(READING TEXT begins)
Assessment test scores improve

September 15, 2004|by TAMELA BAKER

Students in Washington County Public Schools showed a marked improvement this year in High School Assessment test scores over the previous year.

According to numbers released Tuesday by the county school system, students raised their pass rates in all four subjects tested: English, biology, algebra and government. The most dramatic change came in English assessments, in which students posted a 10.6 percent increase from 2003 scores.

State Superintendent of Schools Nancy Grasmick announced last week that test scores rose statewide; according to numbers released Tuesday, county students surpassed the state averages in three of the four categories, but lagged in English even with the higher numbers.


Last year, Washington County students surpassed the state pass rate in English, achieving a 41.2 percent pass rate compared with the state rate of 39.8 percent. This year in English assessments, the county pass rate was 51.8 percent, while the state posted a pass rate of 53 percent.

The Maryland State Board of Education voted in June to require students to pass the assessments to receive high school diplomas. The first class to be affected by that requirement is the class of 2009, now in eighth grade. Students have been taking the tests for the past three years but have not been required to pass them.

School officials "are phasing in the requirements," said Carol Mowen, spokeswoman for Washington County Public Schools. Although students are not yet required to pass, the results are included in their transcripts, Mowen said.

The scores announced Tuesday are the results of tests taken during the 2003-04 academic year.
(READING TEXT ends)
**APPLY WHAT YOU READ:**
**1)** List the four subjects tested in the High School Assessments, as named in the article on assessment test scores.
**2)** Carry on writing the article on assessment test scores, picking up after its last sentence.
The material after this point comes from a separate source.
(SUPPLIED ENTRIES begins)
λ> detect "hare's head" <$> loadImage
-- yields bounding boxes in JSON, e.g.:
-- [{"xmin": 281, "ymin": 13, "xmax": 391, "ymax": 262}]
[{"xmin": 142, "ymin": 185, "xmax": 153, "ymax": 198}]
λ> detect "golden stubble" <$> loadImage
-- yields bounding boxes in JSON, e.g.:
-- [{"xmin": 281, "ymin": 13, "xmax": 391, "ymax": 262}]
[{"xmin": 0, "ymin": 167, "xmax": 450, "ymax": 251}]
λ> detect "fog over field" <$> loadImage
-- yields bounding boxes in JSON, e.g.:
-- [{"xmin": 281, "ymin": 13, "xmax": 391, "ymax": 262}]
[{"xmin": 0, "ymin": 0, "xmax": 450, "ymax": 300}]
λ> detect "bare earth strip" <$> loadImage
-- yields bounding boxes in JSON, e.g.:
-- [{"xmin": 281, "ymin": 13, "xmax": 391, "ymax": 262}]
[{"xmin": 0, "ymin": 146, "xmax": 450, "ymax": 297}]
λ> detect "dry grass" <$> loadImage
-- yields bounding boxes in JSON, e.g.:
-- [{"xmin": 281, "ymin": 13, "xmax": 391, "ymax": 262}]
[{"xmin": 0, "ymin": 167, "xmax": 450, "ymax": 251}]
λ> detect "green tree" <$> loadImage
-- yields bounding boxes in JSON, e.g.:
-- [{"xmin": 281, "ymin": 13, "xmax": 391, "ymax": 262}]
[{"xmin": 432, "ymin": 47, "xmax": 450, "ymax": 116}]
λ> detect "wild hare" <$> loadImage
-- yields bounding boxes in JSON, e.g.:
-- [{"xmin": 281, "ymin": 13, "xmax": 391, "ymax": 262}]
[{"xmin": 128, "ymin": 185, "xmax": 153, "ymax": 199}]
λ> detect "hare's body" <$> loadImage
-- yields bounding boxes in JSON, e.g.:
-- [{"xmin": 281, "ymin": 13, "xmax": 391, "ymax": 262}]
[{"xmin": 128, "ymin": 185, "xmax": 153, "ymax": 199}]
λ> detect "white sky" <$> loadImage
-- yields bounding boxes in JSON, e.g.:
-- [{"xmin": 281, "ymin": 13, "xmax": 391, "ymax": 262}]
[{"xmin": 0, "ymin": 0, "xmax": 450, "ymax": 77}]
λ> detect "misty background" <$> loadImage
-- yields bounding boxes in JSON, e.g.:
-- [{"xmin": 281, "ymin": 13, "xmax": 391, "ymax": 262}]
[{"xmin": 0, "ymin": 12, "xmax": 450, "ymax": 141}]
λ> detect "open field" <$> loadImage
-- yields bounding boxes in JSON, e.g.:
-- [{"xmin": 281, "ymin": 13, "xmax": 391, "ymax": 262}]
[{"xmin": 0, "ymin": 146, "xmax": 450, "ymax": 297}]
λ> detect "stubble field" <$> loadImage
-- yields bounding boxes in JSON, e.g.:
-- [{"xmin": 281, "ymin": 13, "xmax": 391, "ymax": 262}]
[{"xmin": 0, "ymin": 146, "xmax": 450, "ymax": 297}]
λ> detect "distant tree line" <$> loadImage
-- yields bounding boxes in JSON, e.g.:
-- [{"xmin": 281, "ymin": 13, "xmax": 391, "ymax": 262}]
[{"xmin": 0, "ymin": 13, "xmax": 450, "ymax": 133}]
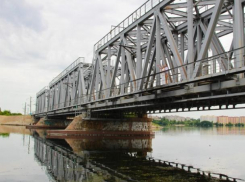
(SUPPLIED ENTRIES ends)
**SET OF ANSWERS:**
**1)** English, biology, algebra, government

**2)**
On the algebra test, the county posted a 75.9 percent pass rate, an improvement of 7.2 percent from the previous year. In biology, students achieved a 64.2 percent pass rate, a 6.6 percent gain from the previous year. And in government, the pass rate was 66.7 percent, a gain of 6.4 percent.

Other state pass rates were:

· Biology: 60.9 percent, up from 54.3 percent in 2003

· Government: 65.9 percent, up from 60.2 percent

· Algebra: 58.8 percent, up from 53.2 percent

Four Washington County high schools - Boonsboro, Clear Spring, Smithsburg and South Hagerstown - posted gains on the assessments, and South High posted a double-digit improvement in all four categories, school officials said.

"All staff in our system have been very focused on improving the academic challenge in our high school programs, so that our graduates can be successful in achieving whatever their post-secondary goals may be," Schools Superintendent Elizabeth Morgan said in a statement. "These results demonstrate that the high school improvement initiatives in our master plan are taking hold."

Those improvement initiatives included new curricula designed around the tests and adding "student achievement specialists" in math and English to work with students and teachers, said Boyd Michael, executive director of secondary education for Washington County Public Schools. He said school officials continually analyze teaching methods to make improvements.

"We're looking at past practices to see what is proven to work," he said.